** START OF Source data **

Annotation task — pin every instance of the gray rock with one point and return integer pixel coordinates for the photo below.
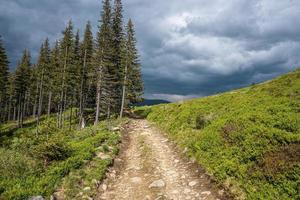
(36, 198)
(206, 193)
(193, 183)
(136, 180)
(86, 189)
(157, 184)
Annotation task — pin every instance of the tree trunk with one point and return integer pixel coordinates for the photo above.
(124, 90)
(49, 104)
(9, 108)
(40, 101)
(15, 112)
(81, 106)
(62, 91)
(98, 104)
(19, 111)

** END OF Source data **
** START OF Source data **

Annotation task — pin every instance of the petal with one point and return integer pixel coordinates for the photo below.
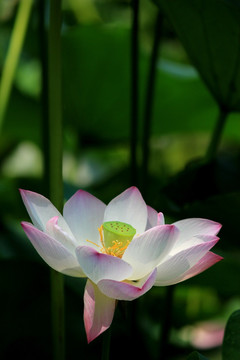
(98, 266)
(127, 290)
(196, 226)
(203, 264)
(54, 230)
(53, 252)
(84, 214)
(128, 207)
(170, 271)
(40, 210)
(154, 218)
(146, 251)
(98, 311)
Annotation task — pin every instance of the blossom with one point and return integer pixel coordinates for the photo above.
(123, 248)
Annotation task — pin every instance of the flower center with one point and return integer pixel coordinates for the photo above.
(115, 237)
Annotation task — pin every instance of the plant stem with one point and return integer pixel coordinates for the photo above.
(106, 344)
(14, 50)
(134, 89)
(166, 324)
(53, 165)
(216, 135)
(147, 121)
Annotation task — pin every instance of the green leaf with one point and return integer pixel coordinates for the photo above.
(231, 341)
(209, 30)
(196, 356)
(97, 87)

** END OF Source data **
** START OF Source data **

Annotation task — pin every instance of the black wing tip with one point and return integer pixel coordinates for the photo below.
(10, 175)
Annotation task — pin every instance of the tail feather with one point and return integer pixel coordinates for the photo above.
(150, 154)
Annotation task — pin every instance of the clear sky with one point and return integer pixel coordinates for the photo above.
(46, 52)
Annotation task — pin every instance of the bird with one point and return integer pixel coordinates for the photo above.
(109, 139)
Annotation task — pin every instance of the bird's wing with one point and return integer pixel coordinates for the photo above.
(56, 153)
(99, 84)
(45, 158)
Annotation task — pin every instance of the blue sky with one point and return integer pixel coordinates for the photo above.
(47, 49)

** END OF Source data **

*What to produce*: Extract each line of the records above that contains the word "wing", and reproduce every such line in full.

*Solution to the problem*:
Annotation task — pin every instance of the black wing tip with one point and return integer pixel coordinates for the photo below.
Annotation task — pin every instance of the bird's wing with one point and return integer pixel coordinates for the photo above.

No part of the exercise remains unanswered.